What you have to do:
Edit all the items below, changing "tight box coordinates" to "precise bounding boxes" everywhere it appears and leaving everything else as is. Leave the pictures out of your answer.

--- Start Records provided ---

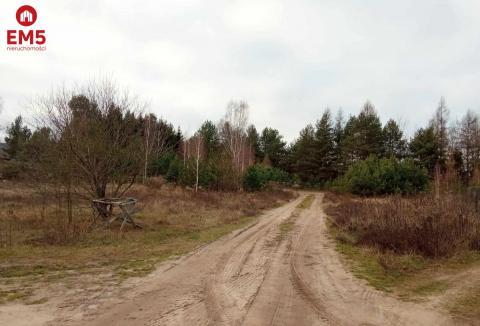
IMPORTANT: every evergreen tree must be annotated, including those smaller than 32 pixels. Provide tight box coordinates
[311,109,335,182]
[409,126,440,175]
[342,102,383,165]
[197,120,220,160]
[259,127,287,167]
[291,125,318,183]
[333,109,346,175]
[5,115,32,159]
[383,119,407,159]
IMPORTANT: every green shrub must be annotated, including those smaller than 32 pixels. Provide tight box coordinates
[334,156,428,196]
[0,160,26,180]
[243,164,290,191]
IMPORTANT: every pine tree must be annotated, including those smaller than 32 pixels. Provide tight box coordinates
[342,102,383,165]
[409,126,440,175]
[259,127,287,167]
[333,109,346,175]
[383,119,407,159]
[312,109,335,182]
[5,115,32,159]
[247,125,262,162]
[291,125,318,183]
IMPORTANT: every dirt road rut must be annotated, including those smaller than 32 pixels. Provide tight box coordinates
[63,194,452,326]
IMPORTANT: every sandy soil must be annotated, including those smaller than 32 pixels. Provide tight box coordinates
[0,194,453,326]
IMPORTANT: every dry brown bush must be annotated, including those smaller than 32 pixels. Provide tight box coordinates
[328,194,480,257]
[0,178,292,248]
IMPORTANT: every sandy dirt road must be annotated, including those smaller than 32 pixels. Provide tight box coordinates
[61,193,453,326]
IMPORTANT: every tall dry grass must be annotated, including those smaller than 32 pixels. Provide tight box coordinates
[328,194,480,258]
[0,179,292,248]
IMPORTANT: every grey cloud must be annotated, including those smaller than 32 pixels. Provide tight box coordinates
[0,0,480,140]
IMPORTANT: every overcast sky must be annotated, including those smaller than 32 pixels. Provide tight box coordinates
[0,0,480,140]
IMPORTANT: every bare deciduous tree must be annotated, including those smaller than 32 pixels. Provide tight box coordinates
[35,79,145,198]
[219,101,248,171]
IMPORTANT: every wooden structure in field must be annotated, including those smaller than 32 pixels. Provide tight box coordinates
[92,197,142,230]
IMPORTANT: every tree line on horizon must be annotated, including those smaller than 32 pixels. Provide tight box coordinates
[2,81,480,197]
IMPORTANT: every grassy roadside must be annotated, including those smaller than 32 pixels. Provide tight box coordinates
[297,194,315,209]
[322,194,480,322]
[276,194,315,242]
[0,182,292,304]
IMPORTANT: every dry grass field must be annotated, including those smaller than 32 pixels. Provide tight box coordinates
[0,180,293,304]
[326,193,480,324]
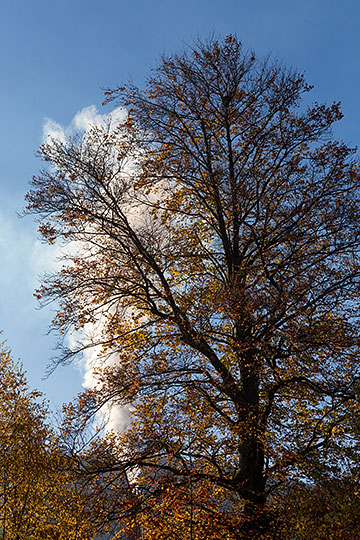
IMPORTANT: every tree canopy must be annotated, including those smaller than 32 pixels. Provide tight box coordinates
[27,36,360,540]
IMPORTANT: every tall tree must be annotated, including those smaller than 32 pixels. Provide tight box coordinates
[27,36,360,539]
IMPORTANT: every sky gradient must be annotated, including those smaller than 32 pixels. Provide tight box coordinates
[0,0,360,408]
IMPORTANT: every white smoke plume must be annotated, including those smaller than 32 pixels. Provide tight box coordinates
[43,105,135,432]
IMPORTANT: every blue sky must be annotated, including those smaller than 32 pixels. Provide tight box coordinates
[0,0,360,407]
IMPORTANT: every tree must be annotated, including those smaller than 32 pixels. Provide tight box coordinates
[0,346,115,540]
[27,36,360,539]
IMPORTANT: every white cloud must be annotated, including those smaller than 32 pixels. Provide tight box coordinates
[43,105,131,431]
[42,105,127,142]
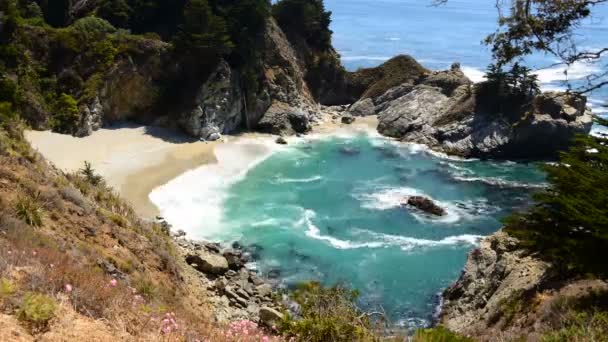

--- End Records provided ---

Task result:
IMPORTANT: every evergreen tree must be annotated, including those smaller than 32 pixels. Provide precise bounding boxes
[311,109,335,182]
[409,126,440,175]
[342,102,383,165]
[197,120,220,160]
[259,127,287,167]
[291,125,318,183]
[333,109,346,175]
[5,115,32,159]
[383,119,407,159]
IMPORTANT: every green shrub must be annotated, including those smaller than 32 pixels. Provide precise bounding boxes
[334,156,428,196]
[0,160,26,180]
[243,164,290,191]
IMPORTANT: every pine tree must be annotated, including those smaller than 32 pixels. Provide precise bounding boxes
[342,102,383,165]
[409,126,440,175]
[259,127,287,167]
[333,109,346,175]
[383,119,407,159]
[312,109,335,182]
[5,115,32,159]
[247,125,262,162]
[291,125,318,183]
IMPORTANT: every dirt road rut must be annotated, including those smaller than 32 pixels. Provide precise bounding boxes
[63,194,452,326]
IMPORTANT: every sandy soil must be annotated, including those smaller than 32 pixels. Provide precise bounding boxes
[0,194,453,326]
IMPORTANT: every dry brown bush must be annotated, including those smaller than 32 pixels. Provide precise bounding boxes
[328,194,480,257]
[0,178,292,248]
IMPORTANT: every sandy dirt road must be annotated, including those smaller than 32 pixels. Provide precise bounding boxes
[61,193,453,326]
IMPORTANT: every tall dry grass must be annotated, including those smaller than 32 pixels. Provide precise bounding boxes
[328,194,480,258]
[0,179,292,248]
IMPORTANT: every grey cloud must be annotated, including those smaller than 32 pixels. Provide precise bounding boxes
[0,0,480,140]
IMPORTANT: every overcast sky must be annotated, including those smaller than 32 pixels. Provide precise bounding boxes
[0,0,480,140]
IMPORTANT: every bare deciduous tree must be annotated, including those smaller than 32 pixels. Provide precise bounding boxes
[35,79,145,198]
[219,101,248,171]
IMPORTANT: every wooden structure in field must be annotated, including those smaller than 32 pixels. Provide precise bounding boxes
[92,197,142,230]
IMPORTANT: every tree line on horizon must be annotated, including those smaller than 32 pixels. Provide precise bounding boxes
[2,81,480,197]
IMPORTANT: every grassy roadside must be annotated, including those smaller than 32 pixels. Provide precise bounding boxes
[297,194,315,209]
[322,194,480,322]
[276,194,315,242]
[0,182,292,304]
IMPORTANT: every dry grass field must be annotated, including those smaller than 32 pixels. Provide precise bounding boxes
[0,180,293,304]
[326,193,480,324]
IMPORTANT: every tree canopy must be annotated, including those smaller than 32 pixels. Provide precise bounding boxes
[27,36,360,540]
IMPORTANT: every tall tree must be annotated, including those smaller than 32 pixels. Provide precise bounding boxes
[27,36,360,539]
IMPORTANT: every sky gradient must be annotated, including those smaller than 32 pixels. Provide precise bounding boxes
[0,0,360,408]
IMPORTANT: every white smoke plume must be annotated, including those smaller than 32 pixels. Provide precise bounding boxes
[43,105,135,432]
IMPORTANT: every blue sky must be annotated, including those smaller than 32 pixels. Provide precise bounding boxes
[0,0,360,407]
IMPORTANT: every tree must be annotated, including those smaller than 32 pixels. Provide precise bounding boxes
[0,346,115,540]
[27,36,360,539]
IMPORTANT: every white cloud must be annotated, including those smaller than 32 pixels. Provide precise bounding boxes
[43,105,131,431]
[42,105,127,142]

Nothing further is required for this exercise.